** Opening Available data block **

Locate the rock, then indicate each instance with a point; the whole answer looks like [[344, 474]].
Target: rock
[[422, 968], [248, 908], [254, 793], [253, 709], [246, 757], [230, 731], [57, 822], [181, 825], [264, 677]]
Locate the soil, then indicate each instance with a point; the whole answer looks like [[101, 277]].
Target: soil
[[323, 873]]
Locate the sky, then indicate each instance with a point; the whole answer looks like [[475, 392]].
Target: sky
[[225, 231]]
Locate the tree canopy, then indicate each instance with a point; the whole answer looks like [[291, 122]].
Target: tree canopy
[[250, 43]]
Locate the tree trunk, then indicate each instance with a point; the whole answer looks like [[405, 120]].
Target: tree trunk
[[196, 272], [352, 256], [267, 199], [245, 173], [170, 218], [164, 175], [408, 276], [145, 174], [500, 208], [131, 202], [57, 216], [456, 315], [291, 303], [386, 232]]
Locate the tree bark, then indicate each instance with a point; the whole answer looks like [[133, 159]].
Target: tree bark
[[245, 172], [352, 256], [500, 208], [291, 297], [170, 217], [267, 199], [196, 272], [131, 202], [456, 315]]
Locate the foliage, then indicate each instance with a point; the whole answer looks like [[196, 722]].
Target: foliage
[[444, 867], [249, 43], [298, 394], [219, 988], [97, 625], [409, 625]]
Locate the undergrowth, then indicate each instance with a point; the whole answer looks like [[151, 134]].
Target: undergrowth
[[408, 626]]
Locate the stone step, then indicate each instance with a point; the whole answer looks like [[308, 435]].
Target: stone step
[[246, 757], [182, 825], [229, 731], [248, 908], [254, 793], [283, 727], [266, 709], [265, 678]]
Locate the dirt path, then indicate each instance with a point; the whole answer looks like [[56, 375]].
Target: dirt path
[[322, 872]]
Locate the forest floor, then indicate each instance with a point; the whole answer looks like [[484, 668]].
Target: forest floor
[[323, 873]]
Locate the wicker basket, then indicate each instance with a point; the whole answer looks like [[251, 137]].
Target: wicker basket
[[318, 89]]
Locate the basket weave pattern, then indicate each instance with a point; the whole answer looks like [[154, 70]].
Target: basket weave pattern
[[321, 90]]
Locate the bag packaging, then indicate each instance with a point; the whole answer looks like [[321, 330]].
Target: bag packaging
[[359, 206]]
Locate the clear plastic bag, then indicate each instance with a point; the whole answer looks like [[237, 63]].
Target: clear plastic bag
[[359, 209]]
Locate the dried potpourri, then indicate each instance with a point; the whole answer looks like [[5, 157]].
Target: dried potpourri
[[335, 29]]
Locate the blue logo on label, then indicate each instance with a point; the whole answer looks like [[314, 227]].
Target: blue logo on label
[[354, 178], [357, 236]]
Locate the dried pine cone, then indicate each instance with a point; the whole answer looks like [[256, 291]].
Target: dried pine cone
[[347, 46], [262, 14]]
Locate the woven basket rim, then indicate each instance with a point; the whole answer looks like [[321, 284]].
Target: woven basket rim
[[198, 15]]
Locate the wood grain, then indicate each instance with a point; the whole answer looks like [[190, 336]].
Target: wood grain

** Closing Available data block **

> **What is required**:
Set down the records again, exactly.

> **Task solution**:
Locate the rock, then indicate each instance with a point; the whole answer looks like [[344, 474]].
Target: rock
[[422, 968], [248, 908], [254, 793], [253, 709], [246, 757], [230, 731], [57, 822], [181, 825], [264, 677]]
Locate the soil, then indicate each instance with a point; the whole answer looks like [[101, 277]].
Target: soil
[[323, 873]]
Locate the sky, then indicate each instance with a point; the whole answer looks like [[475, 392]].
Target: sky
[[225, 231]]
Locate the tree canopy, then indicate each instance with a point; the whole answer looks like [[291, 122]].
Target: tree canopy
[[250, 43]]
Locate the tree trunk, then indicate each instance with a point; the whole answer looks like [[405, 120]].
Target: tree trunk
[[196, 272], [352, 256], [267, 199], [245, 173], [170, 218], [164, 175], [408, 276], [145, 174], [500, 208], [131, 202], [57, 216], [456, 315], [291, 303], [386, 232]]
Locate the tree bark, then indicate each instance with a point; the whole answer looks like [[133, 159]].
Target: tree bark
[[245, 172], [352, 256], [500, 208], [291, 297], [170, 217], [267, 199], [196, 272], [131, 202], [456, 315]]
Locate the foliage, then indicate each instance with a point; the whole answer looks like [[196, 722]].
Target: foliage
[[444, 867], [249, 43], [298, 394], [219, 988], [97, 625], [409, 625]]
Locate the undergrowth, then indicate each instance with a point; the whole answer looks like [[151, 134]].
Target: undergrowth
[[408, 626]]
Locate the stone step, then indicate each instance with a point; the whole answer looks like [[308, 435]].
Target: stone step
[[246, 757], [182, 825], [229, 731], [248, 908], [254, 793], [283, 727], [266, 709], [265, 678]]
Locate the dirt path, then indicate each instance with a point; the whole answer looks like [[56, 375]].
Target: dirt path
[[322, 872]]
Locate the forest floor, then indicate each instance with a point; the whole answer looks like [[484, 668]].
Target: forest floor
[[323, 873]]
Locate the wicker basket, then indicate each instance with a point; the whole answer looks like [[251, 137]].
Target: wicker basket
[[318, 89]]
Locate the basket weave pattern, then indicate each instance with a point; the whole answer looks like [[154, 70]].
Target: basket weave pattern
[[321, 90]]
Locate the bag packaging, then indicate each instance with a point; the whole answer looks like [[321, 330]].
Target: bag packaging
[[359, 206]]
Locate the clear plastic bag, then indicate each instance with a point; the whole answer looks like [[237, 63]].
Target: clear plastic bag
[[359, 209]]
Locate the dried potpourri, then indicate each instance with a point; the whole answer looks like [[5, 157]].
Target: dried potpourri
[[335, 29]]
Locate the blue logo on label, then indicate each instance with a point; the whole answer looks like [[314, 227]].
Target: blue logo on label
[[354, 178], [357, 236]]
Locate the dried pine cone, then indicate each instance with a point; the whole answer looks like [[256, 291]].
Target: dried pine cone
[[347, 46], [262, 14]]
Locate the woven basket rim, then indicate each instance with a point; the whole answer looks like [[321, 284]].
Target: woven basket rim
[[198, 15]]
Locate the wood grain, then indicate each instance with a point; the whole answer looks like [[190, 336]].
Target: wood grain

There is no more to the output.